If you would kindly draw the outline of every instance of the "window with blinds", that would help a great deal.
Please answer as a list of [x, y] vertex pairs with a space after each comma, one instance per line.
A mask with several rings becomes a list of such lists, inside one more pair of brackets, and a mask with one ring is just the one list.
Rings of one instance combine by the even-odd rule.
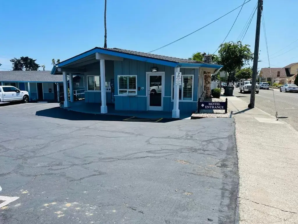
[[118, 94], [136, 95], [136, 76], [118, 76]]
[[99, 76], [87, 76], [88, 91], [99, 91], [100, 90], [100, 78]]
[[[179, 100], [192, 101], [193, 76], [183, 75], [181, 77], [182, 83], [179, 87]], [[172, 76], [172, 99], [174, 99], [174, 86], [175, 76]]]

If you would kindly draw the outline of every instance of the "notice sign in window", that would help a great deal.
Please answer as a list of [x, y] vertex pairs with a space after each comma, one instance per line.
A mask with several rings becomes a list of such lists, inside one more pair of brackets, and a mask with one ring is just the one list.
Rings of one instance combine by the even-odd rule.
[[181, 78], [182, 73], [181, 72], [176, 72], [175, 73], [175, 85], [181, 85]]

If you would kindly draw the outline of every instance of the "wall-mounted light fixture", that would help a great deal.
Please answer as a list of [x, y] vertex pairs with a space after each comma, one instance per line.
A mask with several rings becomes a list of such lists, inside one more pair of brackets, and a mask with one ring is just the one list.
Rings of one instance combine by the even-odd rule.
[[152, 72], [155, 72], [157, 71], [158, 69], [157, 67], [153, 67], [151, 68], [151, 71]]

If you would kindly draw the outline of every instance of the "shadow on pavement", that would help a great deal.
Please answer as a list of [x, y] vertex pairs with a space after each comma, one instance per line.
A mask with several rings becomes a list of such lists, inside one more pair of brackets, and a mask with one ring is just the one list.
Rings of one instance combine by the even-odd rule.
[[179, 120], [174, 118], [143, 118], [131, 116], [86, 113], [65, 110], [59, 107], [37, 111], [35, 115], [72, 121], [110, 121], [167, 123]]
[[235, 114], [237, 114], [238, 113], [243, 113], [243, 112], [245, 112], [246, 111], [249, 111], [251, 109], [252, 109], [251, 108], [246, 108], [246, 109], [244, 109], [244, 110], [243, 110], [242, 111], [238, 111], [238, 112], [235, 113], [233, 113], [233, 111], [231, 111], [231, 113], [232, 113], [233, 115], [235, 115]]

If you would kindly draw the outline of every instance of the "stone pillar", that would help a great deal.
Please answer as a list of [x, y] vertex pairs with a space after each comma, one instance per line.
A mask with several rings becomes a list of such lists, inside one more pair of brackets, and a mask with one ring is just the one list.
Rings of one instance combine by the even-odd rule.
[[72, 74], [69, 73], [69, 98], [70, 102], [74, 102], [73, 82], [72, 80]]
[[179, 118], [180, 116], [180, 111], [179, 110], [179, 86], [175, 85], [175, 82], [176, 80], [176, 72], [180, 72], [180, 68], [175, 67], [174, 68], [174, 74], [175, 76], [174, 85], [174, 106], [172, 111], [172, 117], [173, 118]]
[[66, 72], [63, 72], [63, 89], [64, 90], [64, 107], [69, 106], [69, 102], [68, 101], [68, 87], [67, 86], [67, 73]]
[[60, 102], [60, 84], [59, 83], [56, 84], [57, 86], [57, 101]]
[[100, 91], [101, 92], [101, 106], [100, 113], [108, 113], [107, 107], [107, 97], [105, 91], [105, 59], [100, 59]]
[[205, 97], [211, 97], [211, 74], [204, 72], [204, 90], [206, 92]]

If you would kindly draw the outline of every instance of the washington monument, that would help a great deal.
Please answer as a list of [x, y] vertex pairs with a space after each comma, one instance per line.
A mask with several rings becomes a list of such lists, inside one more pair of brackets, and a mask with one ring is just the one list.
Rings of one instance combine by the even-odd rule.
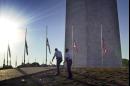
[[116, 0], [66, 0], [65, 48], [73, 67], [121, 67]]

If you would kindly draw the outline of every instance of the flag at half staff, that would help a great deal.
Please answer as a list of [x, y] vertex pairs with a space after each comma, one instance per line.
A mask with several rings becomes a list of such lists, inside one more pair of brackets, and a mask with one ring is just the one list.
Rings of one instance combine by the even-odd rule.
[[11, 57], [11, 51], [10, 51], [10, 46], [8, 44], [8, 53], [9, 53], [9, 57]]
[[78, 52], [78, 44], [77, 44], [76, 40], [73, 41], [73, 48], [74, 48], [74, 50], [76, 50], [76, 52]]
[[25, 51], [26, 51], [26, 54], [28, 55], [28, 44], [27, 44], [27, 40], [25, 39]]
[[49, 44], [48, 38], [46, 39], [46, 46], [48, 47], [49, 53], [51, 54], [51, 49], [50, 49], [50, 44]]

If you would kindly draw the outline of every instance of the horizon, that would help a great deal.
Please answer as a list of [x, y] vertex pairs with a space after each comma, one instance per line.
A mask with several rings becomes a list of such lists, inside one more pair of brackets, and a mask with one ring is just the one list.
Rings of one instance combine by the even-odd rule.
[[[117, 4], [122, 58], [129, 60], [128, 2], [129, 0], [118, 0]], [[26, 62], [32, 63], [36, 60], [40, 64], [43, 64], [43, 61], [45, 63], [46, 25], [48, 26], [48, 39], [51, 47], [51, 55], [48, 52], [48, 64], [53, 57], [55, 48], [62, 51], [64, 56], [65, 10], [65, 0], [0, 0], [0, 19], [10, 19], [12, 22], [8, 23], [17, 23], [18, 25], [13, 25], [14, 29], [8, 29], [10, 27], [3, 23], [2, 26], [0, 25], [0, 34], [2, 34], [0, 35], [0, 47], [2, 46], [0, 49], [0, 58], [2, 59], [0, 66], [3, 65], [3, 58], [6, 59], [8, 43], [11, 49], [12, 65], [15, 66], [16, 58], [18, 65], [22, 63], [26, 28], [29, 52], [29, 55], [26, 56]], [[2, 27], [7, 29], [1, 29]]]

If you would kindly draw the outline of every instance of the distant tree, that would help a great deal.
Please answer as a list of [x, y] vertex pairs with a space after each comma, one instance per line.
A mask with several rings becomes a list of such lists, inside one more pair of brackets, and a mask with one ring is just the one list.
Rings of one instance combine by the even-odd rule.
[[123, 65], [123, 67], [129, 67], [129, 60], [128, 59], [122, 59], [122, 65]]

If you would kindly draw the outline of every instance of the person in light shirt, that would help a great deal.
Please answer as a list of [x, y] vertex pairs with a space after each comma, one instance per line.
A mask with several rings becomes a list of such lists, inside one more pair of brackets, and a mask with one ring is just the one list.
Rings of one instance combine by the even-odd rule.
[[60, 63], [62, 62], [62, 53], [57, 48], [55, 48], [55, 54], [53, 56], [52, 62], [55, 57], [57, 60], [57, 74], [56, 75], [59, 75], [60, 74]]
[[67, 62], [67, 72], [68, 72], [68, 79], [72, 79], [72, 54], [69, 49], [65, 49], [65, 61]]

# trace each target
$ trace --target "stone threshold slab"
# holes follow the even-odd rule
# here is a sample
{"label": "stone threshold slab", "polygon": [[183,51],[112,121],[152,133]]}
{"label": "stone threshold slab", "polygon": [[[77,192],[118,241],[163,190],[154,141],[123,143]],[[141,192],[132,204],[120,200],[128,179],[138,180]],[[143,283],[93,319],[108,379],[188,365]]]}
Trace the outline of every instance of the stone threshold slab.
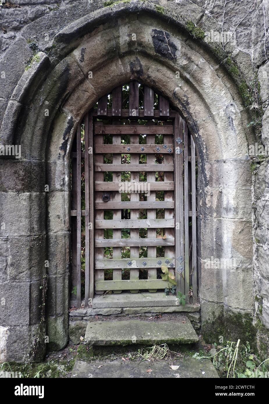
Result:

Required work — Pull out every line in the records above that contains the string "help", and copy each one in full.

In response —
If you would kindly draw the outline of every instance of the "window with blinds", that would help a great deal.
If you would kindly draw the outline of every instance of the "notice sign in window", that would help a great deal.
If you would kindly draw the outline of every instance of the "wall-mounted light fixture", that would help a great deal.
If you would kindly draw the outline of every instance of the "shadow on pavement", that would help a great deal.
If you would kindly draw the outline of every instance of the "stone pillar", that would help a great deal.
If you would kindly draw the outline of every instance of the washington monument, that would help a great deal.
If you would kindly draw the outline of every instance of the flag at half staff, that would help a great deal.
If you would kindly draw the outline of every instance of the horizon, that would help a great deal.
If you would kindly draw the outline of every instance of the distant tree, that would help a great deal.
If you would kindly draw the outline of every instance of the person in light shirt, that would help a great deal.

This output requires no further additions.